## Problem a
In the pull request on white space handling during paste, which applications have incoming text treated as already rendered, with no special processing?
··· Document segment
Tame wild white spaces #4467

zurfyx · 2023-05-07T19:15:10Z

W3-inspired white space handling on paste

This PR attempts to resolve for once and for all the commonly repeated issues around spacing on paste. Turns out there's a well-defined spec (https://www.w3.org/TR/css-text-3/#white-space-processing) for what seemed to be wild-west across various editor implementations.

case1.mov

Screen.Recording.2023-05-07.at.2.46.13.pm.mov

W3 summary

https://www.w3.org/TR/css-text-3/#white-space-processing

When white-space is pre or similar variants, we don't do any special processing, we assume the incoming text reads as the rendered copy. This is the case for Apple Notes, Chrome, Safari and GDoc.

Otherwise, we transform the text according to collapsible rules. This applies to MS Word, Quip and Notion. Firefox fails W3 rules but it also falls under this bucket.
······
## Problem b
Count the lines in the listing below that contain the string "shaped", with case counting, and reply with only that number.
··· Data for processing
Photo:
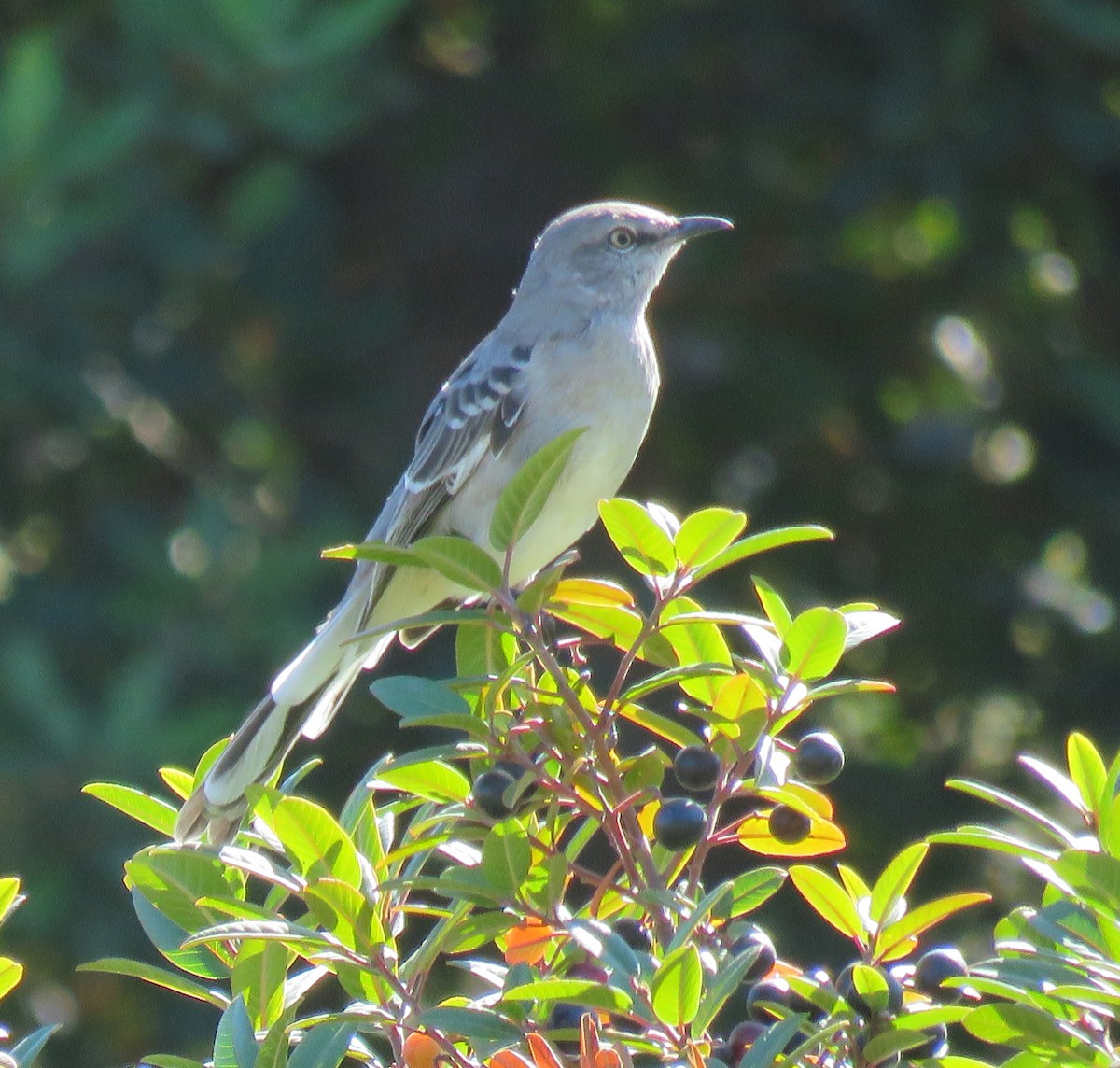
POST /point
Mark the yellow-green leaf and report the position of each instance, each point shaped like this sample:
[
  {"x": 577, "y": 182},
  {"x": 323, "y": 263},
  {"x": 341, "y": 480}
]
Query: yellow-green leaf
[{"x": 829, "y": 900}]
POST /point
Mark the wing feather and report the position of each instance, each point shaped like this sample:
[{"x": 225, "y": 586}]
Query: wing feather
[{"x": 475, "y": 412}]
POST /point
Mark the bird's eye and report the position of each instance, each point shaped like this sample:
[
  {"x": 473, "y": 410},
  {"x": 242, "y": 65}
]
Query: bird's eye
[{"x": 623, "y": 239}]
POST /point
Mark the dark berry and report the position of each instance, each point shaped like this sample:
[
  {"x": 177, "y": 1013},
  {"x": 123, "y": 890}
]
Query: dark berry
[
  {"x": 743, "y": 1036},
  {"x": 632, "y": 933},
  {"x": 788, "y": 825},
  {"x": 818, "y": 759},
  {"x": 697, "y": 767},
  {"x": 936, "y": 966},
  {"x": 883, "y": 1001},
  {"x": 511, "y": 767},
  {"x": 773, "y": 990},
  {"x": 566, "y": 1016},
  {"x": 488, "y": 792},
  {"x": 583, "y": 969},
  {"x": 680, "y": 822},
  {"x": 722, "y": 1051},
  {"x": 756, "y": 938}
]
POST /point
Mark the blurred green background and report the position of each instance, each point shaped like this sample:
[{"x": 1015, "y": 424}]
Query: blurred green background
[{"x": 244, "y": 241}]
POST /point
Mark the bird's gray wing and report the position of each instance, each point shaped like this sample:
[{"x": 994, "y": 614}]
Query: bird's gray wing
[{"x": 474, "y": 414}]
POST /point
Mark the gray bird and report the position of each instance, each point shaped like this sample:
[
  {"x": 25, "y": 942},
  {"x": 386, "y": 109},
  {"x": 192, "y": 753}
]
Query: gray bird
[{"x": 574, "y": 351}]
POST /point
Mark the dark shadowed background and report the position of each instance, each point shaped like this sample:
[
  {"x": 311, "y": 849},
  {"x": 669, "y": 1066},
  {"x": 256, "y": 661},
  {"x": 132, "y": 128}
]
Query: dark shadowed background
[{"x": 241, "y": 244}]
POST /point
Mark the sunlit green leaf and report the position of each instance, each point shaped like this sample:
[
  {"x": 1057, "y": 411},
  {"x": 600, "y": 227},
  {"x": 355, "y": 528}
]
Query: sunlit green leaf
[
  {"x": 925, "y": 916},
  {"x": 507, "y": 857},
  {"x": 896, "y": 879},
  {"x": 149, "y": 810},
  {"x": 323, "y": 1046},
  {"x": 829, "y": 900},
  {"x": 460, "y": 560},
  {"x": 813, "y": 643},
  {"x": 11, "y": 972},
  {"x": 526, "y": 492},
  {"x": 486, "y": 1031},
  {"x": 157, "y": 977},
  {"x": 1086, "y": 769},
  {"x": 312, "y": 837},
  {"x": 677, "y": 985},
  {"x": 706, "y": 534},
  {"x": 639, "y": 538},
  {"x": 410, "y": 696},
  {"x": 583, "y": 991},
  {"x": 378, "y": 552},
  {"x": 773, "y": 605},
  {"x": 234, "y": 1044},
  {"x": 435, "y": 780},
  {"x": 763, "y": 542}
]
······
## Exercise solution a
Apple Notes, Chrome, Safari and GDoc.

## Exercise solution b
9